(Records from a collection)
============
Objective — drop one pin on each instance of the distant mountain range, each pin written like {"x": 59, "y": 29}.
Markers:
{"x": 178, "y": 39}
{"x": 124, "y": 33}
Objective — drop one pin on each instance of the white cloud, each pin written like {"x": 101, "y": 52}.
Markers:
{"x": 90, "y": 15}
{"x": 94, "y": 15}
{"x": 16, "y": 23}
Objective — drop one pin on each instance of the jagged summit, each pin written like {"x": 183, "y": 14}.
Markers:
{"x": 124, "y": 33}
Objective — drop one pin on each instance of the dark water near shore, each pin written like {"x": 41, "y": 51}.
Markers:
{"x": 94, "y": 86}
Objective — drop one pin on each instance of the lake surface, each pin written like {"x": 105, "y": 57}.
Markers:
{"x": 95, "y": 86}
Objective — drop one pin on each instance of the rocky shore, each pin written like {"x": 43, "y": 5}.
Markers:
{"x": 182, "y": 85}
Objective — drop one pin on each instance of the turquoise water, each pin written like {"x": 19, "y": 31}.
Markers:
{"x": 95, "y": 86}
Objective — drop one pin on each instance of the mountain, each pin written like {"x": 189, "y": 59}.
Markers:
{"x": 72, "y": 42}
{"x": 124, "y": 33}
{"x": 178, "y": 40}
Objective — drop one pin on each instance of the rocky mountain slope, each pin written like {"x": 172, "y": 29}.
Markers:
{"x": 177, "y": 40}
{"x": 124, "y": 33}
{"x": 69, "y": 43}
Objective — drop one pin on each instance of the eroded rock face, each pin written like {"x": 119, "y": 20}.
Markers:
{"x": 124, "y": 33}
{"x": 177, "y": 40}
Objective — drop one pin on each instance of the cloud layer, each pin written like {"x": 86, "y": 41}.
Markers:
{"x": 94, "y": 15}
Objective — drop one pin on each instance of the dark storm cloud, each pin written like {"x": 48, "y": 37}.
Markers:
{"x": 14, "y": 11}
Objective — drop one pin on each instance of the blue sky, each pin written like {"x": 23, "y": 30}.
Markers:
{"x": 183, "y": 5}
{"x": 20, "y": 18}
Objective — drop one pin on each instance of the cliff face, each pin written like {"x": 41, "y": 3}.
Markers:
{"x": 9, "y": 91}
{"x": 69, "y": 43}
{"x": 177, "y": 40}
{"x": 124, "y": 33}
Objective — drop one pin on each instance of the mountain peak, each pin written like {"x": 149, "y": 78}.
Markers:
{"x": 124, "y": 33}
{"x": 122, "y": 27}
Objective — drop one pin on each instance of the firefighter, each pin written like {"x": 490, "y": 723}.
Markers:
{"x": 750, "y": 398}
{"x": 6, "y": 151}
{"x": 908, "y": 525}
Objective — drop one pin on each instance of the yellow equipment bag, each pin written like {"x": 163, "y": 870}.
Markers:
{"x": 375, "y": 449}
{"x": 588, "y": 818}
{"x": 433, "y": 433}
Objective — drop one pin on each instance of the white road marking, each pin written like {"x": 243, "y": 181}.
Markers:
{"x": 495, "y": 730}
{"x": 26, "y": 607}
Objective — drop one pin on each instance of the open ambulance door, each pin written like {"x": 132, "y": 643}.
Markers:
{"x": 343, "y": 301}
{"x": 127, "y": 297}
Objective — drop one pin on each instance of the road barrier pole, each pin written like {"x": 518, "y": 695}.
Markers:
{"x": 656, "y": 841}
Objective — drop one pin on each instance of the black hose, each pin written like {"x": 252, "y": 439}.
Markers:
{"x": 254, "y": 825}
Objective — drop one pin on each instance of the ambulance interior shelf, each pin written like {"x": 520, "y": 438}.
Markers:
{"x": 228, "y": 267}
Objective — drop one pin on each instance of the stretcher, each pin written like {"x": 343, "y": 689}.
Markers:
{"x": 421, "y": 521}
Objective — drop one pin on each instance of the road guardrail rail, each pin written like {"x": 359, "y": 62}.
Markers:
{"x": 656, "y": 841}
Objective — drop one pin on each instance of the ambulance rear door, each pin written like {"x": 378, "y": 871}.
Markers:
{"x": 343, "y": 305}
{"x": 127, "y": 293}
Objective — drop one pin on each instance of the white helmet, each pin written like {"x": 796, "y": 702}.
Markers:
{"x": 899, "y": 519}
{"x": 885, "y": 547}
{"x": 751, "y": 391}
============
- TASK DIRECTIONS -
Write the data from above out again, exactly.

- ANSWER TO THIS TASK -
Objective — drop one pin on each instance of the distant mountain range, each pin written like {"x": 59, "y": 29}.
Markers:
{"x": 178, "y": 39}
{"x": 124, "y": 33}
Objective — drop one pin on each instance of the white cloud, each pin written like {"x": 101, "y": 52}.
Markers:
{"x": 90, "y": 15}
{"x": 94, "y": 15}
{"x": 16, "y": 23}
Objective — drop one pin on each instance of the jagged summit, each pin written like {"x": 183, "y": 14}.
Markers:
{"x": 124, "y": 33}
Objective — drop one pin on each instance of the dark water near shore, each pin written like {"x": 41, "y": 51}.
Markers:
{"x": 94, "y": 86}
Objective — drop one pin on each instance of the lake surface, each pin written like {"x": 105, "y": 57}.
Markers:
{"x": 95, "y": 86}
Objective — drop one pin on each instance of the rocky shore, each pin written like {"x": 43, "y": 5}.
Markers:
{"x": 182, "y": 85}
Objective — drop one pin on each instance of the turquoise water, each pin written like {"x": 19, "y": 31}.
Markers:
{"x": 95, "y": 86}
Objective — drop one pin on each instance of the mountain, each pin written like {"x": 189, "y": 59}.
Markers:
{"x": 72, "y": 42}
{"x": 124, "y": 33}
{"x": 178, "y": 40}
Objective — drop one pin on each instance of the rocky mountain slope, each pin written like {"x": 172, "y": 29}.
Markers:
{"x": 177, "y": 40}
{"x": 124, "y": 33}
{"x": 69, "y": 43}
Objective — drop one pin on each instance of the eroded rock face, each pin written like {"x": 119, "y": 20}.
Markers:
{"x": 124, "y": 33}
{"x": 177, "y": 40}
Objective — drop one pin on each instance of the cloud layer, each pin written like {"x": 86, "y": 41}.
Markers:
{"x": 94, "y": 15}
Objective — drop one pin on each instance of the dark storm cloud, each pin written like {"x": 48, "y": 37}.
Markers:
{"x": 14, "y": 11}
Objective — drop one pin on each instance of the blue sky, each pin written like {"x": 23, "y": 30}.
Markers:
{"x": 183, "y": 5}
{"x": 20, "y": 18}
Objective — drop one pin on each instance of the cliff face, each pin written like {"x": 41, "y": 3}.
Markers:
{"x": 9, "y": 91}
{"x": 69, "y": 43}
{"x": 177, "y": 40}
{"x": 124, "y": 33}
Objective — drop one pin on each instance of the mountain peak, each pin written like {"x": 149, "y": 78}.
Markers:
{"x": 124, "y": 33}
{"x": 122, "y": 27}
Objective — drop one pin on each instance of the firefighter, each pin written like {"x": 490, "y": 723}.
Markers:
{"x": 750, "y": 398}
{"x": 6, "y": 151}
{"x": 908, "y": 525}
Objective — drop one pin on each instance of the yellow equipment bag, each pin written like {"x": 163, "y": 870}.
Markers:
{"x": 375, "y": 449}
{"x": 588, "y": 818}
{"x": 433, "y": 433}
Objective — drop one pin on each instance of the white road marking, each pin written like {"x": 243, "y": 181}.
Markers:
{"x": 495, "y": 730}
{"x": 26, "y": 607}
Objective — drop one pin on each instance of the open ambulance door, each pin written like {"x": 132, "y": 643}.
Markers:
{"x": 343, "y": 301}
{"x": 127, "y": 297}
Objective — drop one pin on each instance of the road barrier pole, each pin written like {"x": 518, "y": 695}.
Markers:
{"x": 656, "y": 841}
Objective — drop one pin on each instance of the black hose, each pin written like {"x": 252, "y": 439}.
Markers:
{"x": 254, "y": 825}
Objective — drop one pin on each instance of the ambulance interior shelf, each pin written like {"x": 520, "y": 438}.
Markers:
{"x": 228, "y": 267}
Objective — drop one pin on each instance of the stretcher, each pin written like {"x": 343, "y": 689}.
Markers:
{"x": 421, "y": 521}
Objective — drop one pin on each instance of the road guardrail rail, each pin written like {"x": 359, "y": 62}.
Markers:
{"x": 656, "y": 841}
Objective — drop one pin on each instance of the ambulance rear door, each pin written like {"x": 378, "y": 871}.
Markers:
{"x": 343, "y": 305}
{"x": 127, "y": 293}
Objective — drop one pin on each instance of the white helmet, each pin written like {"x": 796, "y": 702}.
Markers:
{"x": 899, "y": 519}
{"x": 885, "y": 547}
{"x": 751, "y": 391}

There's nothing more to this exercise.